### Tareas del ejercicio
1 > Transcribe literalmente el fragmento del texto sobre las palabras en el periodismo que abre con las palabras que contienen "Un periodista tiene" y cierra con "de la repetición.".
2 > En el texto sobre las palabras en el periodismo, ¿con qué palabra se contrasta «mensajero»?
3 > Prosigue el texto sobre las palabras en el periodismo a partir de su última oración.

### Texto de la página
+---+
Un periodista tiene que saber que las palabras no son inocentes. Debe saber que son seres vivos que trepan por las paredes de la vida y de la muerte, que caminan a pasos de leyenda con intenciones capaces de hacer brotar agua fresca del estómago de las piedras, que pueden mostrar el universo de los personajes para recordar que en este mundo los seres puros no existen. Lo primero que tiene que saber un periodista es que cada palabra que coloca como un ladrillo en la construcción de una historia, no está ahí por mera casualidad. Debe elegirla porque esa es la palabra que merece ser recordada, pronunciada, aprendida, y mucho después, olvidada, porque vendrán otras para ocupar su lugar y dar paso a las que nacerán después, cuando el mundo sea otro o siga avanzando por su órbita de la repetición.

No es lo mismo decir, por ejemplo: cuartito, que cuartucho; mensajero, que correveidile; desocupado que, sin oficio; malvado, que sin corazón. Cada una de ellas goza de un sonido labrado a golpe de cincel, un color pintado en el interior de la memoria, anida en los escondites del pasado, de los libros que uno ha gozado incluso antes de conocer el sexo, de los viajes que han llegado para que la vida nunca más vuelva a estar quieta. Hay que elegirlas por el tamaño de su musicalidad, por la furia de su potencia, por la bondad de su significado, por el sabor que deja en la boca cuando se la pronuncia en voz alta, por el olor que emana cuando la pensamos antes de que llegue a los otros, por los vacíos que nos dejan cuando se nos van de las manos. Hay que atraparlas en el aire cuando revolotean por la habitación mientras miran por la ventana, hay que abrirles la compuerta de nuestro mundo interior para que bajen como el agua que cae de esa montaña que crece en el horizonte oculto de nuestros recuerdos.
+---+
### Extractos de datos
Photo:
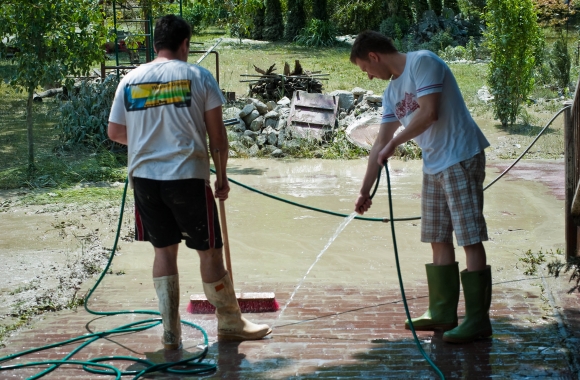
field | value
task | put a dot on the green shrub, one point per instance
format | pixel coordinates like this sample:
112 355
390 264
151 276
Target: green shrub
273 21
560 62
395 27
317 33
257 32
195 16
512 36
296 19
84 117
351 17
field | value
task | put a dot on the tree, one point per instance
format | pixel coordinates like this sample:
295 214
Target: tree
257 32
512 36
319 10
453 5
560 62
436 6
295 19
54 39
273 21
421 6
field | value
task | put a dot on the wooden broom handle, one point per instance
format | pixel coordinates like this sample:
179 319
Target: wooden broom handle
224 226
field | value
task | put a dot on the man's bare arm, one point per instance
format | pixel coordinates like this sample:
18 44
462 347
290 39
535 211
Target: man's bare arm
218 139
425 116
117 133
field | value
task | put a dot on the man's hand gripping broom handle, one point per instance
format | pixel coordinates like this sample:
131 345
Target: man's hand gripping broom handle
224 226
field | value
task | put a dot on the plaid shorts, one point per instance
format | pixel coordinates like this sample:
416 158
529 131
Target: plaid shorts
452 200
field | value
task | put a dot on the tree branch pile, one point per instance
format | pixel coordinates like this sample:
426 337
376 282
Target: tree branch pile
272 86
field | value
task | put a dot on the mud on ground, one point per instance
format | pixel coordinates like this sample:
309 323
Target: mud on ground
48 251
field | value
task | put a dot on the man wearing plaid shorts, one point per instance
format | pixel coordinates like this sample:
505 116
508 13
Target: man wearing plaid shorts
164 111
424 98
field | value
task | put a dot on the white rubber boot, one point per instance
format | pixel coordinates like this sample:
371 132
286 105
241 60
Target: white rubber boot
167 288
231 324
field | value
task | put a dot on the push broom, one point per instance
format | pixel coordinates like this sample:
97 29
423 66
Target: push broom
249 302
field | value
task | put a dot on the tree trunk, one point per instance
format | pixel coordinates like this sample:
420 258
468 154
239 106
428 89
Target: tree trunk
29 129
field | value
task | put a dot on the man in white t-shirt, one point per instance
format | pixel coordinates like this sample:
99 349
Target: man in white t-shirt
424 98
163 112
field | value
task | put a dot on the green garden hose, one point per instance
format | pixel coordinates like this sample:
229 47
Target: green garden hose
195 364
199 367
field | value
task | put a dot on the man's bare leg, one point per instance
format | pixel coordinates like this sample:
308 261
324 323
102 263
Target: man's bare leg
475 257
443 253
211 265
219 291
165 262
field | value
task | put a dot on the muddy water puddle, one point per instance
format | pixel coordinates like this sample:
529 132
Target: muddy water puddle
277 243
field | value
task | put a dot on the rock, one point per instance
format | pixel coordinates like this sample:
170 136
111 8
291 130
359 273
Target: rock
357 91
253 151
261 107
281 138
277 153
231 113
271 138
345 98
240 127
374 99
271 123
247 141
251 134
237 146
246 110
281 124
257 124
248 119
284 101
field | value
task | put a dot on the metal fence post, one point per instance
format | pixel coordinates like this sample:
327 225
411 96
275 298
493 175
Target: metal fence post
571 228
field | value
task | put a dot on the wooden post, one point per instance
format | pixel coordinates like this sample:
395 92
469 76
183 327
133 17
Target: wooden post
571 228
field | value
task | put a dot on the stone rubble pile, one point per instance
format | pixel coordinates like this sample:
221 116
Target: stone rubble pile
262 128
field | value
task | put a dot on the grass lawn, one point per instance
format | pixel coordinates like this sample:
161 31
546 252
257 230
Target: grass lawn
60 168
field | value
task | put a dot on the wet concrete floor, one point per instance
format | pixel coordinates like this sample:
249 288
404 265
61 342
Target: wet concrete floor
346 320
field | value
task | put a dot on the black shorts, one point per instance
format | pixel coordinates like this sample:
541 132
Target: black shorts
168 211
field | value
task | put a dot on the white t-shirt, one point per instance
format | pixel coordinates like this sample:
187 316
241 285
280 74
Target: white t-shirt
163 105
455 136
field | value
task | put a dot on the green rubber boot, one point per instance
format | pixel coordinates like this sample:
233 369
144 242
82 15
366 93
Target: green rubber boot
443 283
477 294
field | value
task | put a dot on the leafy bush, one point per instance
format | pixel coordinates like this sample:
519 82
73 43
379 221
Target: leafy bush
395 27
273 21
84 117
317 33
451 53
560 62
351 17
196 16
512 36
257 32
296 17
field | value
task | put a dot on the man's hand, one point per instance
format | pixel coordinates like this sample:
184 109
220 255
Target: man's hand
362 204
222 194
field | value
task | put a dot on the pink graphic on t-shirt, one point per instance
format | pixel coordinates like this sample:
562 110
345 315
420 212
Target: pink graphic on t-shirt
406 106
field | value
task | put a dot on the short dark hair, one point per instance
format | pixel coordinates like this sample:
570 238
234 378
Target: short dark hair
170 31
371 41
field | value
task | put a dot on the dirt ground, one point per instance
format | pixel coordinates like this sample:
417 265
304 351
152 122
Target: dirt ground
48 251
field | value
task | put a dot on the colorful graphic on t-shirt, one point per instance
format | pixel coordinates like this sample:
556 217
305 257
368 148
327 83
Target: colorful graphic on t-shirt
141 96
406 106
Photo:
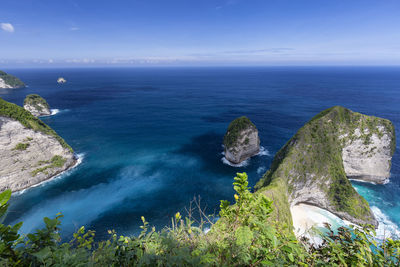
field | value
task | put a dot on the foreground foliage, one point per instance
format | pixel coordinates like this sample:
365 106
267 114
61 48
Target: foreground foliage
244 235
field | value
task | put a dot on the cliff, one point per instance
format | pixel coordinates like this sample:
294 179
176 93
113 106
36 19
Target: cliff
314 165
241 140
36 105
31 152
9 81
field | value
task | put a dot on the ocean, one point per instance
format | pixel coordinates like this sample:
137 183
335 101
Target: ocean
150 139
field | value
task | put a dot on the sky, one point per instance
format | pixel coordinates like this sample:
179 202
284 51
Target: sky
199 32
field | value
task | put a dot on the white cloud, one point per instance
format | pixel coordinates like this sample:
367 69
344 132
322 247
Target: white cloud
8 27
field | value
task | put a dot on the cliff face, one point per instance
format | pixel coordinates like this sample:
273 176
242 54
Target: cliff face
369 159
31 152
241 140
313 167
36 105
8 81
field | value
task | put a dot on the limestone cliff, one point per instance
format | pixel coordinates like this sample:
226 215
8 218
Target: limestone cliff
31 152
314 164
36 105
241 140
8 81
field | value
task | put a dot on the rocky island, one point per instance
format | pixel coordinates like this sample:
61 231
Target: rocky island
241 140
313 167
31 152
36 105
8 81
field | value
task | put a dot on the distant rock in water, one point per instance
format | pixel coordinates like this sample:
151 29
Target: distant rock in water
241 140
30 151
36 105
8 81
61 80
315 164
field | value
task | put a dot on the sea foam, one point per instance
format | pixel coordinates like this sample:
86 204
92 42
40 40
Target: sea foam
241 164
59 176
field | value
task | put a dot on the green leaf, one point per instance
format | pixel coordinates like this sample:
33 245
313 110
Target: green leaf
244 236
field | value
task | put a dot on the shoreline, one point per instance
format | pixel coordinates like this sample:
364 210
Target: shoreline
78 161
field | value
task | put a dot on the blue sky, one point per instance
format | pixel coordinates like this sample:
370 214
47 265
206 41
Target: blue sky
199 32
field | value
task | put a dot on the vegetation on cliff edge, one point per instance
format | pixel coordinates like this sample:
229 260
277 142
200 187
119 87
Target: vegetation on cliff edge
11 80
36 101
313 156
243 236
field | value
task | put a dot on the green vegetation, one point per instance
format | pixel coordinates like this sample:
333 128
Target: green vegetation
21 146
55 162
11 80
314 153
36 101
234 130
243 236
16 112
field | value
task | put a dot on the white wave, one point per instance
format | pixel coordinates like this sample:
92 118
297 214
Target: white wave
263 152
58 176
241 164
261 170
54 111
361 181
386 228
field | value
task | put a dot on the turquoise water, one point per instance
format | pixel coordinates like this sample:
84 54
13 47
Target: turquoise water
150 139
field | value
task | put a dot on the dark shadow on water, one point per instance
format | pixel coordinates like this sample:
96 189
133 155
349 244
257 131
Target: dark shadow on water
208 148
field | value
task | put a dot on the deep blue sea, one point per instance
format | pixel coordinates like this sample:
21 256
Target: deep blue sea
150 138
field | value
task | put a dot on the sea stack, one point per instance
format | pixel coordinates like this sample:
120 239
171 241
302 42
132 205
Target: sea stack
36 105
8 81
315 165
61 80
31 152
241 140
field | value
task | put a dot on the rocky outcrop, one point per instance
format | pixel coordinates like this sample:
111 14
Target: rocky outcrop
31 152
367 154
61 80
8 81
36 105
241 140
314 166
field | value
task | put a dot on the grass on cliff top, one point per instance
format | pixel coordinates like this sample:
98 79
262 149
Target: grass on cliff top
314 152
16 112
234 129
11 80
56 162
37 101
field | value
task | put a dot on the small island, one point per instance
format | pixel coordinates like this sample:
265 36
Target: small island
61 80
36 105
241 140
8 81
31 152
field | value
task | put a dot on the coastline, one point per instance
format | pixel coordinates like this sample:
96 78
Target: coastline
77 162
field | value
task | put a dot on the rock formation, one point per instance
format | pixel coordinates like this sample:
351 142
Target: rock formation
36 105
31 152
241 140
8 81
314 165
61 80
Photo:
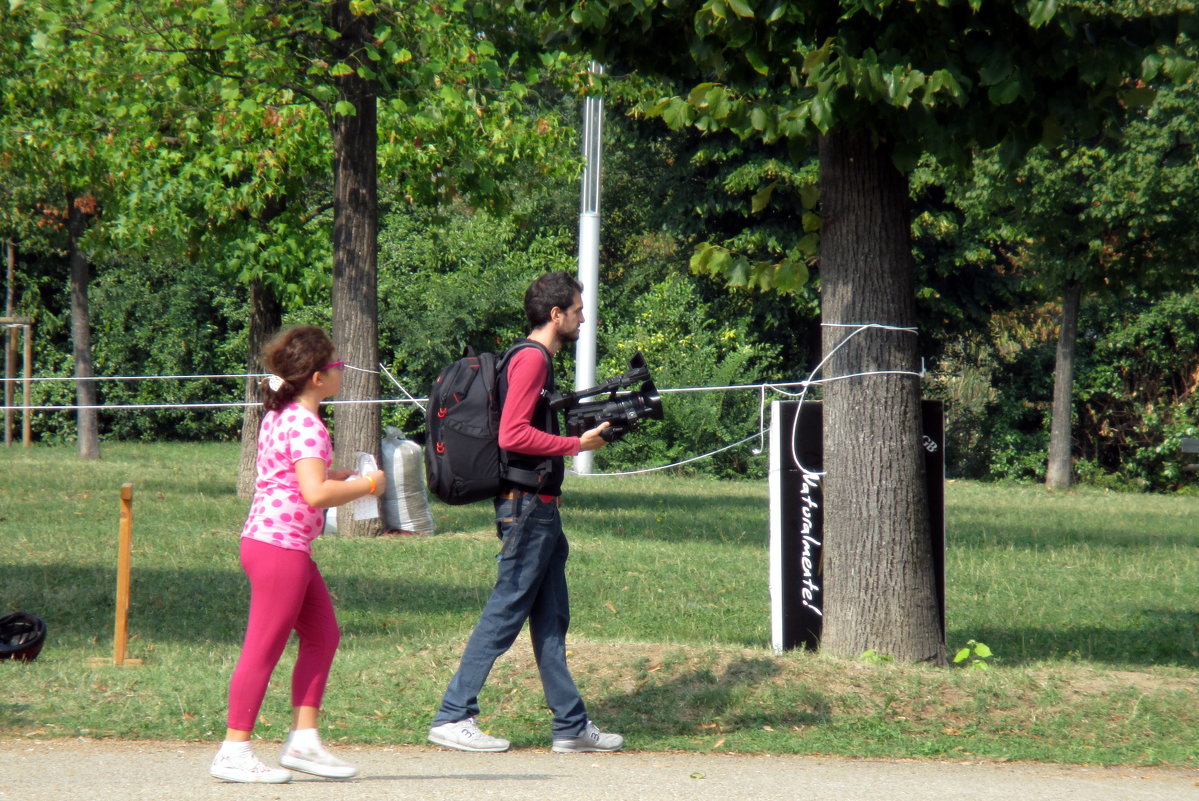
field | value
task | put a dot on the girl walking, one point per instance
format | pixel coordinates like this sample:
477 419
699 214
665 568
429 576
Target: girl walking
+---+
### Respuestas
1 >
Un periodista tiene que saber que las palabras no son inocentes. Debe saber que son seres vivos que trepan por las paredes de la vida y de la muerte, que caminan a pasos de leyenda con intenciones capaces de hacer brotar agua fresca del estómago de las piedras, que pueden mostrar el universo de los personajes para recordar que en este mundo los seres puros no existen. Lo primero que tiene que saber un periodista es que cada palabra que coloca como un ladrillo en la construcción de una historia, no está ahí por mera casualidad. Debe elegirla porque esa es la palabra que merece ser recordada, pronunciada, aprendida, y mucho después, olvidada, porque vendrán otras para ocupar su lugar y dar paso a las que nacerán después, cuando el mundo sea otro o siga avanzando por su órbita de la repetición.

2 > Con «correveidile».

3 >
No es lo mismo decirlas hoy, que decirlas mañana o dentro de veinte años, cuando sea tarde, cuando muchas palabras ya estén bajo tierra, muertas; o estén desgastadas o desempleadas o aburridas caminando solitas hacia los montes del olvido. Las palabras que se las repite una y mil veces se desgastan, pierden su efecto, se vuelven inútiles, envejecen, mueren y caen embestidas por las balas de otras palabras. Algunas son solo una estrella fugaz y quedaron ahí para que con su resplandor iluminen a las otras que vienen, o incluso a las que ya tienen la edad de Matusalén. A las palabras hay que decirlas, hablarles por su nombre; hay que escribirlas, contarles por qué están ahí; hay que leerlas, para que escuchen el latido de su corazón.
Una palabra se suma a otra y a otra. Juntas van formando una comunidad estructurada, van —si todas hacen su trabajo o si se las dejan hacer —escribiendo una historia monumental. No se trata solo de escribir bonito, de pintar un lienzo con imágenes poéticas y con sonidos de timbales. Se trata de construir una trama, de edificar personajes, de levantar héroes y después destruirlos, de que cada párrafo vaya consolidando un suspenso, anticipando el desenlace que vendrá después, advirtiendo que llegará un cazador con intenciones de desplomar al monstruo que habita en las entrañas de la sociedad.

Un periodista debe saber que sus lectores no se alimentan solo de noticias, que ahora más que nunca no se puede dar el lujo de ampararse en la pirámide invertida, en la fugacidad de una conferencia de prensa, en el trino mezquino de 280 caracteres. Debe darse cuenta que a la gente le gusta que le cuenten y que le cuenten bien porque los lectores, al igual que las palabras, no son inocentes.